» Aim of the task: Show every line in the material below that contains the word "shrub".

» Provided material:
>>>>>

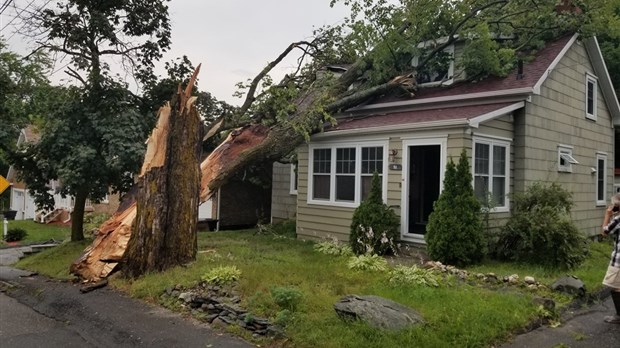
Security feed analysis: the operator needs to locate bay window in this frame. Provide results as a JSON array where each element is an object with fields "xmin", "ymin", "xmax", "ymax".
[
  {"xmin": 473, "ymin": 139, "xmax": 510, "ymax": 210},
  {"xmin": 308, "ymin": 143, "xmax": 386, "ymax": 206}
]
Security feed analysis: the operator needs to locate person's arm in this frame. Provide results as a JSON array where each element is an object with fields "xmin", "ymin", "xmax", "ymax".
[{"xmin": 602, "ymin": 206, "xmax": 618, "ymax": 236}]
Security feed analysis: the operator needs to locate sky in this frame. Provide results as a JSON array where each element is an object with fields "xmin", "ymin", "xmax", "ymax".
[{"xmin": 0, "ymin": 0, "xmax": 347, "ymax": 105}]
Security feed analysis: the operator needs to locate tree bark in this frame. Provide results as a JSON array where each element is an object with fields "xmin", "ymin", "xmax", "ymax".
[
  {"xmin": 71, "ymin": 189, "xmax": 88, "ymax": 242},
  {"xmin": 123, "ymin": 76, "xmax": 202, "ymax": 277}
]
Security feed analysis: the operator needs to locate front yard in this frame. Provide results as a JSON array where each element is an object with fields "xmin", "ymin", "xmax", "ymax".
[{"xmin": 12, "ymin": 224, "xmax": 611, "ymax": 347}]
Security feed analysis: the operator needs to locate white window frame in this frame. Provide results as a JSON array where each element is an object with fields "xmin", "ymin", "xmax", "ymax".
[
  {"xmin": 471, "ymin": 136, "xmax": 511, "ymax": 213},
  {"xmin": 307, "ymin": 141, "xmax": 388, "ymax": 208},
  {"xmin": 411, "ymin": 43, "xmax": 454, "ymax": 87},
  {"xmin": 585, "ymin": 73, "xmax": 598, "ymax": 121},
  {"xmin": 289, "ymin": 163, "xmax": 299, "ymax": 195},
  {"xmin": 558, "ymin": 145, "xmax": 579, "ymax": 173},
  {"xmin": 595, "ymin": 152, "xmax": 607, "ymax": 206}
]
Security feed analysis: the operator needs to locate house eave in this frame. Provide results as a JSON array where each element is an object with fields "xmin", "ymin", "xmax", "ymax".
[
  {"xmin": 312, "ymin": 118, "xmax": 469, "ymax": 139},
  {"xmin": 584, "ymin": 36, "xmax": 620, "ymax": 127},
  {"xmin": 347, "ymin": 87, "xmax": 534, "ymax": 112},
  {"xmin": 533, "ymin": 33, "xmax": 579, "ymax": 95},
  {"xmin": 469, "ymin": 101, "xmax": 525, "ymax": 128}
]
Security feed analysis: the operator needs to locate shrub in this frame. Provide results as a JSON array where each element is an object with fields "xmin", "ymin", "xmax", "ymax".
[
  {"xmin": 314, "ymin": 240, "xmax": 353, "ymax": 256},
  {"xmin": 202, "ymin": 266, "xmax": 241, "ymax": 285},
  {"xmin": 347, "ymin": 254, "xmax": 388, "ymax": 272},
  {"xmin": 390, "ymin": 265, "xmax": 441, "ymax": 287},
  {"xmin": 349, "ymin": 172, "xmax": 399, "ymax": 255},
  {"xmin": 271, "ymin": 286, "xmax": 303, "ymax": 311},
  {"xmin": 493, "ymin": 183, "xmax": 588, "ymax": 269},
  {"xmin": 4, "ymin": 228, "xmax": 28, "ymax": 242},
  {"xmin": 424, "ymin": 149, "xmax": 487, "ymax": 266}
]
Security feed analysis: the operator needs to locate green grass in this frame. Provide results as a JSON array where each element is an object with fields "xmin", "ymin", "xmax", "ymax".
[
  {"xmin": 10, "ymin": 224, "xmax": 611, "ymax": 347},
  {"xmin": 3, "ymin": 220, "xmax": 71, "ymax": 244},
  {"xmin": 14, "ymin": 240, "xmax": 92, "ymax": 279}
]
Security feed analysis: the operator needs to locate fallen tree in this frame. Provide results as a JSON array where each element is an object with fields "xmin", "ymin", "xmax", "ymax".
[{"xmin": 72, "ymin": 0, "xmax": 617, "ymax": 279}]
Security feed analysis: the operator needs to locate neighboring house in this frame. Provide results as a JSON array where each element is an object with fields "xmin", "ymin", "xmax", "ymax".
[
  {"xmin": 198, "ymin": 167, "xmax": 271, "ymax": 231},
  {"xmin": 294, "ymin": 35, "xmax": 620, "ymax": 243},
  {"xmin": 7, "ymin": 127, "xmax": 119, "ymax": 223}
]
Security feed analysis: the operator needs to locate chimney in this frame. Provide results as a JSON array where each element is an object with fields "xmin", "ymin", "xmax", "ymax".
[{"xmin": 517, "ymin": 59, "xmax": 524, "ymax": 80}]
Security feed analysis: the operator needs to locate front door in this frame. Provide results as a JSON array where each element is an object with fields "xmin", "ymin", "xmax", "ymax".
[{"xmin": 402, "ymin": 141, "xmax": 444, "ymax": 241}]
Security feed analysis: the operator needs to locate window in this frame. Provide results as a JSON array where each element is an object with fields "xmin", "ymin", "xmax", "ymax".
[
  {"xmin": 596, "ymin": 154, "xmax": 607, "ymax": 205},
  {"xmin": 586, "ymin": 74, "xmax": 598, "ymax": 121},
  {"xmin": 473, "ymin": 139, "xmax": 510, "ymax": 210},
  {"xmin": 290, "ymin": 163, "xmax": 299, "ymax": 195},
  {"xmin": 558, "ymin": 145, "xmax": 579, "ymax": 173},
  {"xmin": 308, "ymin": 143, "xmax": 386, "ymax": 206}
]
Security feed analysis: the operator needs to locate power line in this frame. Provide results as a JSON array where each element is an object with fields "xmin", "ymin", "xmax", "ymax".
[
  {"xmin": 0, "ymin": 0, "xmax": 13, "ymax": 15},
  {"xmin": 0, "ymin": 0, "xmax": 35, "ymax": 31}
]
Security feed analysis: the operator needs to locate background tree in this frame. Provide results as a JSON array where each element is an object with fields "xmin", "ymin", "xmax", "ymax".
[
  {"xmin": 0, "ymin": 38, "xmax": 50, "ymax": 211},
  {"xmin": 11, "ymin": 0, "xmax": 170, "ymax": 240},
  {"xmin": 424, "ymin": 149, "xmax": 487, "ymax": 265}
]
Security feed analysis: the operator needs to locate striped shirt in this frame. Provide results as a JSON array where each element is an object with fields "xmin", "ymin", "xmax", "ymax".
[{"xmin": 603, "ymin": 214, "xmax": 620, "ymax": 267}]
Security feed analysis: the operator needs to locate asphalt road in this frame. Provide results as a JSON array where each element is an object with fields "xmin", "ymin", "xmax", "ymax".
[{"xmin": 0, "ymin": 266, "xmax": 252, "ymax": 348}]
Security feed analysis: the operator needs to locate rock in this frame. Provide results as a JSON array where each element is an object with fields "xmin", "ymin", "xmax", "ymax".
[
  {"xmin": 211, "ymin": 317, "xmax": 228, "ymax": 326},
  {"xmin": 205, "ymin": 314, "xmax": 219, "ymax": 323},
  {"xmin": 265, "ymin": 325, "xmax": 284, "ymax": 339},
  {"xmin": 179, "ymin": 292, "xmax": 194, "ymax": 303},
  {"xmin": 532, "ymin": 297, "xmax": 555, "ymax": 311},
  {"xmin": 334, "ymin": 295, "xmax": 424, "ymax": 330},
  {"xmin": 551, "ymin": 275, "xmax": 586, "ymax": 297},
  {"xmin": 222, "ymin": 304, "xmax": 248, "ymax": 315}
]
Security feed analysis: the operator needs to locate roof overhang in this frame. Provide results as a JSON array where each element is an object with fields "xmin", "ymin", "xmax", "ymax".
[
  {"xmin": 469, "ymin": 101, "xmax": 525, "ymax": 128},
  {"xmin": 583, "ymin": 36, "xmax": 620, "ymax": 127}
]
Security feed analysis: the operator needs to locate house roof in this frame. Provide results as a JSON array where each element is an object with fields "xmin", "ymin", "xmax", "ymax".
[
  {"xmin": 351, "ymin": 34, "xmax": 577, "ymax": 111},
  {"xmin": 326, "ymin": 102, "xmax": 524, "ymax": 132}
]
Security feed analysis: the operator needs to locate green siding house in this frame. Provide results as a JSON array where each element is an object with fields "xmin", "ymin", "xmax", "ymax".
[{"xmin": 274, "ymin": 35, "xmax": 620, "ymax": 244}]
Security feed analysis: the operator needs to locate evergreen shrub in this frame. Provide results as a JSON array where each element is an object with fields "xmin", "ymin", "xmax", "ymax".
[
  {"xmin": 424, "ymin": 149, "xmax": 487, "ymax": 266},
  {"xmin": 493, "ymin": 182, "xmax": 588, "ymax": 269},
  {"xmin": 349, "ymin": 172, "xmax": 400, "ymax": 255}
]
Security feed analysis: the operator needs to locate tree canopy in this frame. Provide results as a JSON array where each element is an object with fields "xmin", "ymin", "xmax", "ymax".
[{"xmin": 9, "ymin": 0, "xmax": 170, "ymax": 240}]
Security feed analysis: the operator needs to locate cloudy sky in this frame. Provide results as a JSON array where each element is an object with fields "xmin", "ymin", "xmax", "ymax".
[{"xmin": 0, "ymin": 0, "xmax": 347, "ymax": 104}]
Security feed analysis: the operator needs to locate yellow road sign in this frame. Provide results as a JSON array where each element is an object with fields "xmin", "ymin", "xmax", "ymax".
[{"xmin": 0, "ymin": 175, "xmax": 11, "ymax": 195}]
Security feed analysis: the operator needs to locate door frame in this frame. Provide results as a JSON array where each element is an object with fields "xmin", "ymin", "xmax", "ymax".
[{"xmin": 400, "ymin": 135, "xmax": 448, "ymax": 244}]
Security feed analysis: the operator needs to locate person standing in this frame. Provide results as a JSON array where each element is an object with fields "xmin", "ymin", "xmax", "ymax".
[{"xmin": 602, "ymin": 193, "xmax": 620, "ymax": 324}]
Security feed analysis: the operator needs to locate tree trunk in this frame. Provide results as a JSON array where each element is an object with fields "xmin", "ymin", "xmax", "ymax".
[
  {"xmin": 71, "ymin": 189, "xmax": 88, "ymax": 242},
  {"xmin": 123, "ymin": 78, "xmax": 202, "ymax": 277}
]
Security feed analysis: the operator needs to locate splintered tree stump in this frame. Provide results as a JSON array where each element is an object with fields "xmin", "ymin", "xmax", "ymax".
[
  {"xmin": 70, "ymin": 67, "xmax": 202, "ymax": 281},
  {"xmin": 123, "ymin": 76, "xmax": 202, "ymax": 277}
]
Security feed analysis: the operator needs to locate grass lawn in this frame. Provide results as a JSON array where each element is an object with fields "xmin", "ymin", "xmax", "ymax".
[
  {"xmin": 12, "ymin": 224, "xmax": 611, "ymax": 347},
  {"xmin": 3, "ymin": 220, "xmax": 71, "ymax": 244}
]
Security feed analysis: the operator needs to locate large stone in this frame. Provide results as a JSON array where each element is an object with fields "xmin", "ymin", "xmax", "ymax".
[
  {"xmin": 334, "ymin": 295, "xmax": 424, "ymax": 330},
  {"xmin": 551, "ymin": 275, "xmax": 586, "ymax": 296}
]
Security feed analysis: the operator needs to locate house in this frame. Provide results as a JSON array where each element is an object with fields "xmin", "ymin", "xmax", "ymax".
[
  {"xmin": 288, "ymin": 35, "xmax": 620, "ymax": 244},
  {"xmin": 198, "ymin": 164, "xmax": 272, "ymax": 231},
  {"xmin": 7, "ymin": 126, "xmax": 119, "ymax": 223}
]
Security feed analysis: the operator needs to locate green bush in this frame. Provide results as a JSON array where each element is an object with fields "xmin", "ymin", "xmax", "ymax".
[
  {"xmin": 4, "ymin": 228, "xmax": 28, "ymax": 242},
  {"xmin": 390, "ymin": 265, "xmax": 441, "ymax": 287},
  {"xmin": 493, "ymin": 183, "xmax": 588, "ymax": 269},
  {"xmin": 271, "ymin": 286, "xmax": 303, "ymax": 312},
  {"xmin": 424, "ymin": 149, "xmax": 487, "ymax": 266},
  {"xmin": 202, "ymin": 266, "xmax": 241, "ymax": 285},
  {"xmin": 347, "ymin": 254, "xmax": 388, "ymax": 272},
  {"xmin": 314, "ymin": 240, "xmax": 353, "ymax": 256},
  {"xmin": 349, "ymin": 172, "xmax": 400, "ymax": 255}
]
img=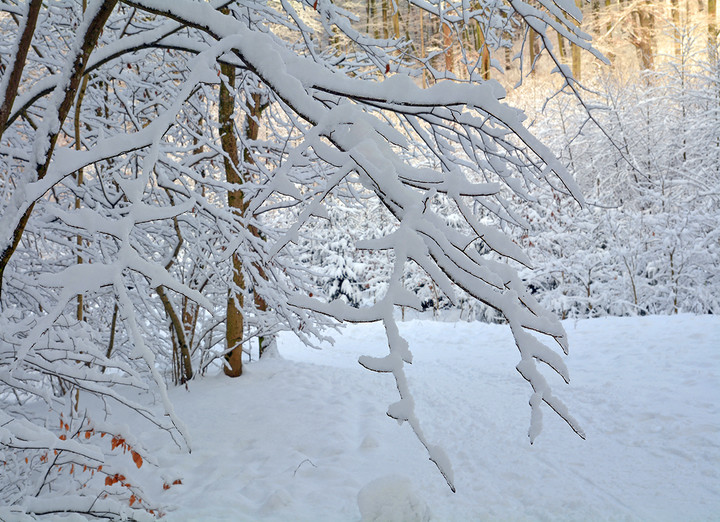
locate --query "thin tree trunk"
[571,0,582,82]
[0,0,42,137]
[0,0,117,295]
[670,0,680,58]
[218,51,245,377]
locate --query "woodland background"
[0,0,720,518]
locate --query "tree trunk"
[218,57,245,377]
[0,0,42,137]
[0,0,117,295]
[708,0,717,44]
[571,0,582,82]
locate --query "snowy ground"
[145,315,720,521]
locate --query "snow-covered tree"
[0,0,589,517]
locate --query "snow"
[116,315,720,521]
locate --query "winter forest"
[0,0,720,520]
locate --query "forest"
[0,0,720,520]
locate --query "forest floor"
[143,315,720,521]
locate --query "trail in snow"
[146,315,720,521]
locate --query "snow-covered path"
[147,316,720,521]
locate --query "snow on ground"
[145,315,720,521]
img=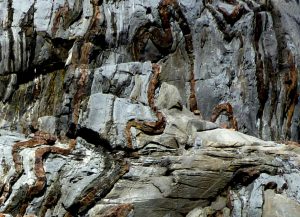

<<<<<

» The response:
Security feed analysis: the operator needs to locate shrub in this frame. Provide results as a JSON array where each element is an object with fields "xmin", "ymin", "xmax", "ymax".
Security feed analysis: the operator needs to locate evergreen shrub in this frame. Provide results as a JSON array where each element is an object with fields "xmin", "ymin", "xmax", "ymax".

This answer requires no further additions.